WORK TO DO:
Rewrite the part of the records that opens with the line containing "Which spot lies innermost in each instance of the tree?" and runs through the end of the records, replacing "fence post" with "wooden post" and leaving everything else unchanged. Leave the pictures out of your answer.

<<<<

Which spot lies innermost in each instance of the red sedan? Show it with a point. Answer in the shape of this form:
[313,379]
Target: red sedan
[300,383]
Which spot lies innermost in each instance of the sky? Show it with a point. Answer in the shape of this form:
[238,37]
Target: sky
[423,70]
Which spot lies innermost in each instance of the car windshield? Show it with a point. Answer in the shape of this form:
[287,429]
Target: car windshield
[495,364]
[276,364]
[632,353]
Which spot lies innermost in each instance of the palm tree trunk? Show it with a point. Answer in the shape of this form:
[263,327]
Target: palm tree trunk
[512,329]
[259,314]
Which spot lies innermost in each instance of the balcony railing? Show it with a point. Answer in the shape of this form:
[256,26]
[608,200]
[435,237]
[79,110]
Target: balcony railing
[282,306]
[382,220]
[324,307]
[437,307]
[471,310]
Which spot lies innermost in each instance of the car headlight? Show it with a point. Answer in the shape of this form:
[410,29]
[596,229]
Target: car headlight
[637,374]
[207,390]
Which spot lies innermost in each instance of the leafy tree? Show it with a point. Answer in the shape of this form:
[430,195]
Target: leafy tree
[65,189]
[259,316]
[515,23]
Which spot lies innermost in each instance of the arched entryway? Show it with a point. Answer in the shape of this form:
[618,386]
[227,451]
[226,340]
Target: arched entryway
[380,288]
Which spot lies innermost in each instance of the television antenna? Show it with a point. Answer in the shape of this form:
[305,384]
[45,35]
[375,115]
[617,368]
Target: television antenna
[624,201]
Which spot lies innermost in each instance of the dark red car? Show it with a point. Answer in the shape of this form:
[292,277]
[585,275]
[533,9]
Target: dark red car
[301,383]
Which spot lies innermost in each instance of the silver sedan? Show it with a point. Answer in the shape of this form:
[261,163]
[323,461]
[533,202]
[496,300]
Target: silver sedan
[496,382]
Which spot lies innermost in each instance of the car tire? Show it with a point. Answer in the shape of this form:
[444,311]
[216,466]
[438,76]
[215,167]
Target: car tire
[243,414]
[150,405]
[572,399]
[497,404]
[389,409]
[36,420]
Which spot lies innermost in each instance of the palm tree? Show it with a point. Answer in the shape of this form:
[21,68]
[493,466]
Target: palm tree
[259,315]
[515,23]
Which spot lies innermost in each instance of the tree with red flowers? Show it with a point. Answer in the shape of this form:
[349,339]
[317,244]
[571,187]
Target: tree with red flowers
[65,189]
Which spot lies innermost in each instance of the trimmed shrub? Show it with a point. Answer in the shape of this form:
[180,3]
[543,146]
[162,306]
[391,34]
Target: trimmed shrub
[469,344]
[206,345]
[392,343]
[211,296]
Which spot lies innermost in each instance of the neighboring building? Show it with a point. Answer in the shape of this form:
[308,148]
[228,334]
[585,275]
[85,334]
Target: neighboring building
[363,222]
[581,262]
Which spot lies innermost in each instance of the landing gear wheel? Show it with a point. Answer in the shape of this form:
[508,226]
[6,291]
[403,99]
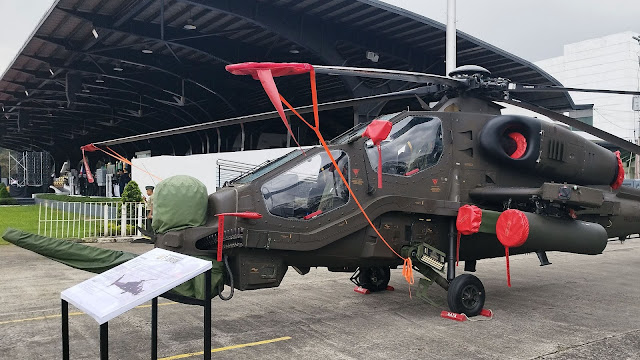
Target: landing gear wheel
[466,295]
[374,278]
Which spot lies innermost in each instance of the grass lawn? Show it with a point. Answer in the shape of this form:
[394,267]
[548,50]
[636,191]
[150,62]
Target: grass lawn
[70,225]
[19,217]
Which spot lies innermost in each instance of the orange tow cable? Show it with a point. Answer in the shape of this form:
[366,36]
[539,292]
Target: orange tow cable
[407,267]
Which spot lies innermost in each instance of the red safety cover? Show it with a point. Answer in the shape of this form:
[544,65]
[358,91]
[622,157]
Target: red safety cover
[512,228]
[313,214]
[521,143]
[378,130]
[469,219]
[277,69]
[620,177]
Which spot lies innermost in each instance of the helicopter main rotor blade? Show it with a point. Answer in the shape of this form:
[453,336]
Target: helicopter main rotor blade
[423,90]
[409,76]
[520,88]
[617,141]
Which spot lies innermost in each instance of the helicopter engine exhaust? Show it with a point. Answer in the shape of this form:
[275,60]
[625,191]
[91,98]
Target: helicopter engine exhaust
[549,150]
[534,232]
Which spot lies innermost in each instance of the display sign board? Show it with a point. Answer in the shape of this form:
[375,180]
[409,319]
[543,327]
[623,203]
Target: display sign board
[107,295]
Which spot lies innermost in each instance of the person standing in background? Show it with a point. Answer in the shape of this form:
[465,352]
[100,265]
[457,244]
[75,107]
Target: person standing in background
[124,180]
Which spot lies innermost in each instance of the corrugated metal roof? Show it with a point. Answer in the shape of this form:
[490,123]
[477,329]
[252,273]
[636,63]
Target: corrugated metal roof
[125,91]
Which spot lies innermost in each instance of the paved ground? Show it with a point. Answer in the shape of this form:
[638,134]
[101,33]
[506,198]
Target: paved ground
[581,307]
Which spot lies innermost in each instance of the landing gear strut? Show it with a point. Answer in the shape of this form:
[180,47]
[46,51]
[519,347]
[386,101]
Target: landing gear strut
[466,295]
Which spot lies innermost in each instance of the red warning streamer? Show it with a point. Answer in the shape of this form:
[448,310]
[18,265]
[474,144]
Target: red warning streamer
[467,223]
[296,68]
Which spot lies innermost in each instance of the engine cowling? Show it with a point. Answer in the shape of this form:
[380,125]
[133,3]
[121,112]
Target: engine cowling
[547,149]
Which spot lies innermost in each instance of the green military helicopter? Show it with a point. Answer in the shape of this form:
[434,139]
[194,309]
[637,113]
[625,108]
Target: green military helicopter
[417,189]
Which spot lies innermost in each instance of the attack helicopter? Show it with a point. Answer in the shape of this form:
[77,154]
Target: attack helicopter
[456,181]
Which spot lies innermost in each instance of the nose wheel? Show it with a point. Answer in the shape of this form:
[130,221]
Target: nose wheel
[466,295]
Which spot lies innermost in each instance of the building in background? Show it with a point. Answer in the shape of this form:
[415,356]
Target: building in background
[608,62]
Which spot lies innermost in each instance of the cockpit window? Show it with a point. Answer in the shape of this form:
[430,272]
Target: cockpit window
[256,173]
[309,189]
[414,144]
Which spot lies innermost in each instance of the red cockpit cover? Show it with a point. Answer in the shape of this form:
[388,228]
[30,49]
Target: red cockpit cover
[277,69]
[377,131]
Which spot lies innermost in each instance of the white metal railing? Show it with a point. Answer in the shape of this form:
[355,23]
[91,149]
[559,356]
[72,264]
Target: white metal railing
[97,220]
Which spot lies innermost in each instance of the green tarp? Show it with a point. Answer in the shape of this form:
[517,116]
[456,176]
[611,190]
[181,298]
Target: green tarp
[179,202]
[98,260]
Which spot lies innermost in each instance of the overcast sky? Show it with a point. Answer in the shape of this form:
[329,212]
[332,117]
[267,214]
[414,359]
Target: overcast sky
[531,29]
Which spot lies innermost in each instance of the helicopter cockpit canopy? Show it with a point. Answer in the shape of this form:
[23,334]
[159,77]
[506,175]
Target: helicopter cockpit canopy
[308,189]
[414,144]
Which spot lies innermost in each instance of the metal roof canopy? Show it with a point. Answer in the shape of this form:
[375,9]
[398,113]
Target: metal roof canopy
[99,69]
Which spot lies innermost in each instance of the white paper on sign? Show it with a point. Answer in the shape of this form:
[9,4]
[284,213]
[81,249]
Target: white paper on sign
[107,295]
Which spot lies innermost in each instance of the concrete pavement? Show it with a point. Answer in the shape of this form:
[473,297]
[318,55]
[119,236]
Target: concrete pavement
[584,307]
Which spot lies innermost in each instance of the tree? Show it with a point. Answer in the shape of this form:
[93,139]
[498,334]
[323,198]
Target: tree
[131,193]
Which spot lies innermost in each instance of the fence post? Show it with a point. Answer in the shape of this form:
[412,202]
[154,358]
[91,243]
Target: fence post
[123,220]
[105,215]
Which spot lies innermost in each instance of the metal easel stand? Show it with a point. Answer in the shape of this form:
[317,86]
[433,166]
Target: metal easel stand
[104,328]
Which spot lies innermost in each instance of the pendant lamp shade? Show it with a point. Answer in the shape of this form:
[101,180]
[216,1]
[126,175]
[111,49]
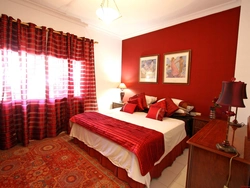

>>>>

REPLY TO THE EXERCISE:
Which spot lies innermost in each instance of the tree? Show it with a point. Answer in the shape of this form:
[93,139]
[498,334]
[323,198]
Target: tree
[131,193]
Which spot lies innermost in each instance of the wooden post? Show it with a point. Answer in the shape of this form:
[412,202]
[154,358]
[91,243]
Target: wooden post
[123,220]
[105,215]
Which spot lies innermost in each instance of the metal easel stand? Show it with a point. Answer in the shape of this form:
[317,86]
[433,166]
Target: metal easel stand
[104,328]
Which spot lies innermost in each instance of the pendant lamp shade? Show it with a point. Answer in the shape of this form:
[101,180]
[216,1]
[126,175]
[111,49]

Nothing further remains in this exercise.